WHAT THE EXERCISE ASKS: Each record is to be transcribed exactly.

※

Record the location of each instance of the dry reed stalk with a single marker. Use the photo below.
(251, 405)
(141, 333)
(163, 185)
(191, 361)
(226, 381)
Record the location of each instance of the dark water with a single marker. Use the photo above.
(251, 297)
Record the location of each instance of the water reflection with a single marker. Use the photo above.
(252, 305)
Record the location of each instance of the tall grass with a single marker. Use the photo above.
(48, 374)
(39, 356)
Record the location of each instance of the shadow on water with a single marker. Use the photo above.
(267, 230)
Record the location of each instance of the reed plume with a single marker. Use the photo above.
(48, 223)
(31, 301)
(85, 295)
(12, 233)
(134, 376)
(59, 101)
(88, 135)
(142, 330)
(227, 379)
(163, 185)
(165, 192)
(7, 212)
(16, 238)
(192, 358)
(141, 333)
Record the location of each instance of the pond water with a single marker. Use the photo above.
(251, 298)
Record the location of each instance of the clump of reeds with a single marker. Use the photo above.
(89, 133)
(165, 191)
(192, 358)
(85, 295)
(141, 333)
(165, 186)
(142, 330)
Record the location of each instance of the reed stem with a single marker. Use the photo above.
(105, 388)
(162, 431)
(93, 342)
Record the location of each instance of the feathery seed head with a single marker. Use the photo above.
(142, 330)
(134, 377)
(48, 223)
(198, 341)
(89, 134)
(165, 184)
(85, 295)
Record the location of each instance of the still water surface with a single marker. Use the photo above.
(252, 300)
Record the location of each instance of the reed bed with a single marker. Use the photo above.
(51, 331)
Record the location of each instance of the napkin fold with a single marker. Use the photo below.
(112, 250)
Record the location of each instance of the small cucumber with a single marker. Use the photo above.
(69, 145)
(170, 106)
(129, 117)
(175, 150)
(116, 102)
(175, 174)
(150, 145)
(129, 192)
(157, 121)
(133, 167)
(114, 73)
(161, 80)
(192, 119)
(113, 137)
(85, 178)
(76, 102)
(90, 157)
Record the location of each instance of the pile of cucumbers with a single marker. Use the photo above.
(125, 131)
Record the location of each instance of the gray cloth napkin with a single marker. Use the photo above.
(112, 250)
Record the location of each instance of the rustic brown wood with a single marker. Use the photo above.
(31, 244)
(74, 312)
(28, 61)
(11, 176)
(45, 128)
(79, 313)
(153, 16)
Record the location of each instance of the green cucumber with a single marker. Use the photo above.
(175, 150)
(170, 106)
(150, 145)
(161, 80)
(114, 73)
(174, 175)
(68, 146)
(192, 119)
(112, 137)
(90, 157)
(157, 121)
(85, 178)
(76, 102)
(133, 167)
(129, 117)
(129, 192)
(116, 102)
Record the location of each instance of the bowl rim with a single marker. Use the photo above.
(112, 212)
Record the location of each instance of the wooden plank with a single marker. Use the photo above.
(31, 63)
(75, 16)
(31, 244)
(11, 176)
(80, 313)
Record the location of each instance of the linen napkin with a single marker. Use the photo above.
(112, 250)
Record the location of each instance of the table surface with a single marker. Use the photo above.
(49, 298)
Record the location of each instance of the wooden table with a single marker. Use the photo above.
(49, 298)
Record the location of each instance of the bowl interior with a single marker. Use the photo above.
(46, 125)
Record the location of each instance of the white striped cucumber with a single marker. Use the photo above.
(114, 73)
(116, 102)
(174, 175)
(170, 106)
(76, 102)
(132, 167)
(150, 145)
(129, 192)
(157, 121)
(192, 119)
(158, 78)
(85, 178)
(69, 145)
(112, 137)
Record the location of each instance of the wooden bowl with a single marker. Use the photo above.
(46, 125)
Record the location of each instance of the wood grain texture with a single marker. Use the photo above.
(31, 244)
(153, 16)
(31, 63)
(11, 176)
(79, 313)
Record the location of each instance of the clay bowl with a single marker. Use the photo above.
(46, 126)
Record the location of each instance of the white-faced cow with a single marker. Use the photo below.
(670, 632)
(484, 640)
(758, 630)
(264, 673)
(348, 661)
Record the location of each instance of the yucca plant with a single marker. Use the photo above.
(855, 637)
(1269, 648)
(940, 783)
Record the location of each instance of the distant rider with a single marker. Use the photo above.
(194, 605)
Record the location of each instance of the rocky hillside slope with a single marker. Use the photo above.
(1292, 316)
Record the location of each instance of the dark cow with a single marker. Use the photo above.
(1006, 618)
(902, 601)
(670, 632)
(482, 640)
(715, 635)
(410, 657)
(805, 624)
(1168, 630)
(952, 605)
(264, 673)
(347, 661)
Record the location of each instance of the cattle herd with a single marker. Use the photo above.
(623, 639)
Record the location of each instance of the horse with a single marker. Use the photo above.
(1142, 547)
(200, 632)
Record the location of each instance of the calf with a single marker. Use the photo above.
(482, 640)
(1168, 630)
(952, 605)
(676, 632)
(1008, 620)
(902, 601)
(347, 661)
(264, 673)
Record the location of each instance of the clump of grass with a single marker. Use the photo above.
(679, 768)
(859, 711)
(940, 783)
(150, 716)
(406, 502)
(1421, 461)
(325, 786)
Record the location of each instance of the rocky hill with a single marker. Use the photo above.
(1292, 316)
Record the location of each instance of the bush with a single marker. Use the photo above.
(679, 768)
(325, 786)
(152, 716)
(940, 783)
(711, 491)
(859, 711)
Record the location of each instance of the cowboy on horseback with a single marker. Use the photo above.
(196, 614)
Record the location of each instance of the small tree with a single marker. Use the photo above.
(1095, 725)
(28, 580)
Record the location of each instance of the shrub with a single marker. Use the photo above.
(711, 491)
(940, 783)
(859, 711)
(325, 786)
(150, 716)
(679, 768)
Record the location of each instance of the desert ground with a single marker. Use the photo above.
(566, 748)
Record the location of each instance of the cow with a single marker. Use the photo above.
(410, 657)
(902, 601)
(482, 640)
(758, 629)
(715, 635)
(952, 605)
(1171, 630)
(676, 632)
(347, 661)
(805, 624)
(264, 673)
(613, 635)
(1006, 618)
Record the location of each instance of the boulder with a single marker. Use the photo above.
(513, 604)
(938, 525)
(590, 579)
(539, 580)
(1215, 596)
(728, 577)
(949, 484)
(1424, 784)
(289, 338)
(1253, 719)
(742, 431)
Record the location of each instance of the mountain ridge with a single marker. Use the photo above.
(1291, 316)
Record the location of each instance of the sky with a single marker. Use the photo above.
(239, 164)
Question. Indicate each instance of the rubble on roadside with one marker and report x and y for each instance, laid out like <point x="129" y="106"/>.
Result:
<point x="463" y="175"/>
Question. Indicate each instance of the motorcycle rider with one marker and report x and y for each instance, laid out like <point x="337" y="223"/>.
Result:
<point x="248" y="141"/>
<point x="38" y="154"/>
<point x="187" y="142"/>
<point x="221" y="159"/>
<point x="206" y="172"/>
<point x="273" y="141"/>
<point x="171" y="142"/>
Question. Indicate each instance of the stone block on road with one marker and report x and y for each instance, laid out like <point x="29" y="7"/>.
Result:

※

OUTPUT:
Record the location of each instance of the dry reed stalk with a single marker. Use the photo below.
(251, 405)
(141, 333)
(163, 185)
(191, 361)
(226, 381)
Record the location of each instance of the dark water with a single marker. Use the photo above.
(251, 297)
Record the location of each instance of the water reflection with a single marker. Use the photo above.
(252, 305)
Record the location of each instance of the tall grass with a single marker. Use the photo above.
(48, 374)
(39, 356)
Record the location of each instance of the shadow on water with a single marker. Use the photo above.
(267, 230)
Record the location of each instance of the reed plume with a single marker. Use the photo above.
(48, 223)
(31, 301)
(85, 295)
(12, 233)
(134, 376)
(59, 101)
(88, 135)
(142, 330)
(227, 379)
(163, 185)
(165, 192)
(7, 212)
(16, 238)
(192, 358)
(141, 333)
Record the location of each instance of the pond water with a single marker. Use the photo above.
(251, 298)
Record the location of each instance of the clump of reeds with a single marker. Use the photo above.
(89, 133)
(165, 191)
(192, 358)
(85, 295)
(141, 333)
(165, 186)
(142, 330)
Record the location of each instance of the reed stem with a single marker. Use the photo above.
(105, 388)
(162, 431)
(93, 342)
Record the location of each instance of the feathery seed head with a single marker. Use the photo above.
(142, 330)
(134, 377)
(48, 223)
(198, 341)
(89, 134)
(165, 184)
(85, 295)
Record the location of each instance of the still water surface with a single marker. Use the photo above.
(252, 300)
Record the location of each instance of the reed bed with a single marker. Use the photo above.
(51, 331)
Record the location of each instance of the napkin fold with a single marker. Use the photo below.
(112, 250)
Record the location of each instance of the small cucumber with a single marker. Use the photo above.
(69, 145)
(170, 106)
(129, 117)
(175, 150)
(116, 102)
(175, 174)
(150, 145)
(129, 192)
(157, 121)
(133, 167)
(114, 73)
(161, 80)
(192, 119)
(113, 137)
(85, 178)
(76, 102)
(90, 157)
Record the location of each instance of the pile of cucumbers with a single marker. Use the photo above.
(125, 131)
Record the location of each instance of the gray cloth napkin with a single marker. Use the photo above.
(112, 250)
Record the location of each instance of the rustic brown wood with a single marker. Use the photo above.
(31, 244)
(74, 312)
(28, 61)
(11, 176)
(45, 128)
(79, 313)
(153, 16)
Record the location of each instance of the green cucumber with a single marker. Use the photo above.
(175, 150)
(170, 106)
(150, 145)
(161, 80)
(114, 73)
(174, 175)
(68, 146)
(192, 119)
(112, 137)
(90, 157)
(157, 121)
(85, 178)
(76, 102)
(133, 167)
(129, 117)
(129, 192)
(116, 102)
Record the location of each instance of the bowl rim with a single marker. Use the photo above.
(112, 212)
Record the location of each instance of the wooden plank with a single marker. Use the photo above.
(31, 63)
(75, 16)
(31, 244)
(11, 176)
(80, 313)
Record the location of each instance of the linen napkin with a single marker. Use the photo above.
(112, 250)
Record the location of each instance of the table surface with a single marker. Use the photo above.
(49, 298)
Record the location of each instance of the wooden table with a single marker. Use the photo above.
(49, 298)
Record the location of each instance of the bowl interior with a single marker. Use the photo above.
(46, 125)
Record the location of each instance of the white striped cucumber with a single marker. Use the photo above.
(114, 73)
(116, 102)
(174, 175)
(170, 106)
(76, 102)
(132, 167)
(150, 145)
(129, 192)
(157, 121)
(192, 119)
(158, 78)
(85, 178)
(69, 145)
(112, 137)
Record the location of each instance of the wooden bowl with a single marker. Use the photo above.
(46, 125)
Record the location of each instance of the wood grain texture with a single marker. Use the photo above.
(31, 244)
(153, 16)
(31, 63)
(11, 176)
(79, 313)
Record the location of each instance of the clay bowl with a single marker. Use the photo above.
(46, 126)
Record the location of each instance of the white-faced cow with a single marker. Use the photo below.
(670, 632)
(484, 640)
(758, 630)
(264, 673)
(348, 661)
Record the location of each instance of the yucca plant with a single marker. Use the photo above.
(855, 637)
(1269, 648)
(940, 783)
Record the location of each instance of the distant rider with a single marker. Use the photo above.
(194, 605)
Record the location of each instance of the rocky hillside slope with a single marker. Use the photo above.
(1292, 316)
Record the location of each instance of the dark cow with a single marker. Use the photo above.
(1006, 618)
(902, 601)
(670, 632)
(482, 640)
(715, 635)
(410, 657)
(805, 624)
(1168, 630)
(952, 605)
(264, 673)
(347, 661)
Record the location of each instance of the cattle herd with a single marker. Use the photo above.
(623, 639)
Record the location of each instance of the horse with a single marker. Use the photo above.
(1142, 547)
(200, 632)
Record the location of each instance of the calf with a single marker. Use the photo above.
(482, 640)
(1168, 630)
(952, 605)
(676, 632)
(1008, 620)
(902, 601)
(347, 661)
(264, 673)
Record the location of each instance of the clump of grass with a single marker. Use the photo above.
(679, 768)
(859, 711)
(940, 783)
(150, 716)
(406, 502)
(1421, 461)
(325, 786)
Record the location of each instance of the rocky hill with a single marker. Use the photo above.
(1292, 316)
Record the location of each instance of the bush with a single marker. Use the photo above.
(679, 768)
(325, 786)
(152, 716)
(940, 783)
(711, 491)
(859, 711)
Record the location of each instance of the cowboy on horseback with a single marker. Use the photo above.
(196, 614)
Record the location of each instance of the small tree with a single marker. Use the photo above.
(1095, 725)
(28, 580)
Record the location of each instance of the shrub with a single marker. Use the photo above.
(711, 491)
(940, 783)
(859, 711)
(325, 786)
(150, 716)
(679, 768)
Record the location of each instance of the desert ground with a single marker. Use the photo above.
(566, 748)
Record the location of each instance of the cow with a single marker. Use the photo above.
(410, 657)
(902, 601)
(482, 640)
(758, 629)
(715, 635)
(952, 605)
(1171, 630)
(676, 632)
(347, 661)
(805, 624)
(264, 673)
(613, 635)
(1006, 618)
Record the location of each instance of the boulder with a single marker. Use the photo above.
(513, 604)
(938, 525)
(590, 579)
(539, 580)
(1215, 596)
(728, 577)
(949, 484)
(1424, 784)
(289, 338)
(1253, 719)
(742, 431)
Record the location of each instance of the mountain ridge with a single marker. Use the photo above.
(1291, 316)
Record the location of each instance of the sky with a single marker. Use the photo above.
(239, 164)
Question. Indicate each instance of the rubble on roadside with one marker and report x and y for each instance, laid out like <point x="129" y="106"/>.
Result:
<point x="463" y="175"/>
Question. Indicate each instance of the motorcycle rider with one marker and report x and y for each instance, laid out like <point x="337" y="223"/>.
Result:
<point x="248" y="141"/>
<point x="38" y="154"/>
<point x="187" y="142"/>
<point x="221" y="159"/>
<point x="206" y="172"/>
<point x="273" y="141"/>
<point x="171" y="142"/>
Question. Indicate each instance of the stone block on road with one marker and report x and y for each instance, laid out like <point x="29" y="7"/>.
Result:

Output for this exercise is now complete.